## SHORT PROBLEM
Copy out every line of the items below word for word, from the first to the last, without any alteration.

## Location identification items
[start]
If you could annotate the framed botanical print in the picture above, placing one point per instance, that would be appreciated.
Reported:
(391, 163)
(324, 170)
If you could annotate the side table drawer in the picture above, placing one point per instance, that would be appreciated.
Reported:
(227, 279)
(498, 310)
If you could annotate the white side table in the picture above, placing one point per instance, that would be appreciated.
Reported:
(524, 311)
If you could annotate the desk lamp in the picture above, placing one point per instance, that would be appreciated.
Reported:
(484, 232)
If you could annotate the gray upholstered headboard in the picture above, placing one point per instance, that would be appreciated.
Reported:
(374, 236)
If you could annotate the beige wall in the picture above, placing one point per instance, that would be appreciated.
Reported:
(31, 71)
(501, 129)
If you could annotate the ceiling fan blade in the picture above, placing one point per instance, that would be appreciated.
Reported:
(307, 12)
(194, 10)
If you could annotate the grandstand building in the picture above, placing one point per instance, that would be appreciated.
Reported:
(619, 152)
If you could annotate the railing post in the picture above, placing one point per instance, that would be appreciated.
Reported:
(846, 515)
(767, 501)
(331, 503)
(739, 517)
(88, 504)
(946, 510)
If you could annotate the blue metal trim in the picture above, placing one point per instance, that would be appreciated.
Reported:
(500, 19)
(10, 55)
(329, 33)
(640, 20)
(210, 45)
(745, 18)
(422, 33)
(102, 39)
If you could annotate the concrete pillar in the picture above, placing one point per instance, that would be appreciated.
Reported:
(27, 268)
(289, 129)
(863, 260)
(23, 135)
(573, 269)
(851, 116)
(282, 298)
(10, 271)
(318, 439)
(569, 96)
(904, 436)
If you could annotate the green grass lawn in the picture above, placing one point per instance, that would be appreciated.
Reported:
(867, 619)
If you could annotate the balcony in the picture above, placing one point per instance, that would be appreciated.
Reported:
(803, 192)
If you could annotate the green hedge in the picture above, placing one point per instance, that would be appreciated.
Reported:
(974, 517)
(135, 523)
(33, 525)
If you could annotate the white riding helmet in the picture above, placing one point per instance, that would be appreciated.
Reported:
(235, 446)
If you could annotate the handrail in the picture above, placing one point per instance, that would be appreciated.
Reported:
[end]
## OUTPUT FOR THIS EXERCISE
If you could annotate the framed botanical print in the picture above, placing one point per instance, that would be appreciated.
Reported:
(391, 163)
(324, 170)
If you could annotate the side table drawer in the picture above, placing one point per instance, that would be appreciated.
Reported:
(227, 279)
(498, 310)
If you could annotate the white side table in the picture above, placing one point per instance, that would be appreciated.
Reported:
(524, 311)
If you could annotate the desk lamp in the picture above, placing one point per instance, that would be appreciated.
Reported:
(484, 232)
If you could annotate the gray upholstered headboard in the picture above, placing one point per instance, that would be appreciated.
Reported:
(374, 236)
If you could annotate the beige wall in the picture above, placing one point per instance, that would be appreciated.
Reported:
(31, 71)
(501, 129)
If you could annotate the ceiling fan blade in the picture above, placing one point per instance, that would be appreciated.
Reported:
(307, 12)
(194, 10)
If you could annotate the grandstand building in the picture above, placing one point per instance, that would be appreciated.
Reported:
(619, 152)
If you could annotate the railing post in the picture above, placing one point per instance, that would be appreciated.
Reported:
(846, 515)
(767, 501)
(331, 503)
(739, 517)
(88, 504)
(946, 510)
If you could annotate the blue metal trim in the picture above, placing one point per instance, that would be appreciated.
Reported:
(500, 19)
(10, 55)
(329, 33)
(640, 20)
(210, 45)
(745, 18)
(422, 33)
(102, 39)
If you could annotate the concrete pillar in the picture above, placing one point per instance, that would be appreciated.
Reported:
(27, 268)
(289, 129)
(863, 260)
(23, 135)
(573, 269)
(851, 116)
(282, 298)
(10, 271)
(318, 439)
(569, 96)
(904, 436)
If you could annotate the green grass lawn in the picture above, placing one point per instance, that would be appreciated.
Reported:
(867, 619)
If you could annotate the balcony in the picture above, placing one point per instance, that would be appreciated.
Reported:
(803, 192)
If you could annotate the green hedge in the picture above, placing one point per instance, that would be appreciated.
Reported:
(974, 517)
(135, 523)
(33, 525)
If you could annotate the white riding helmet in the picture above, placing one point per instance, that would be appreciated.
Reported:
(235, 446)
If you could annotate the handrail in the picture above, placing one point per instance, that would be appreciated.
Reported:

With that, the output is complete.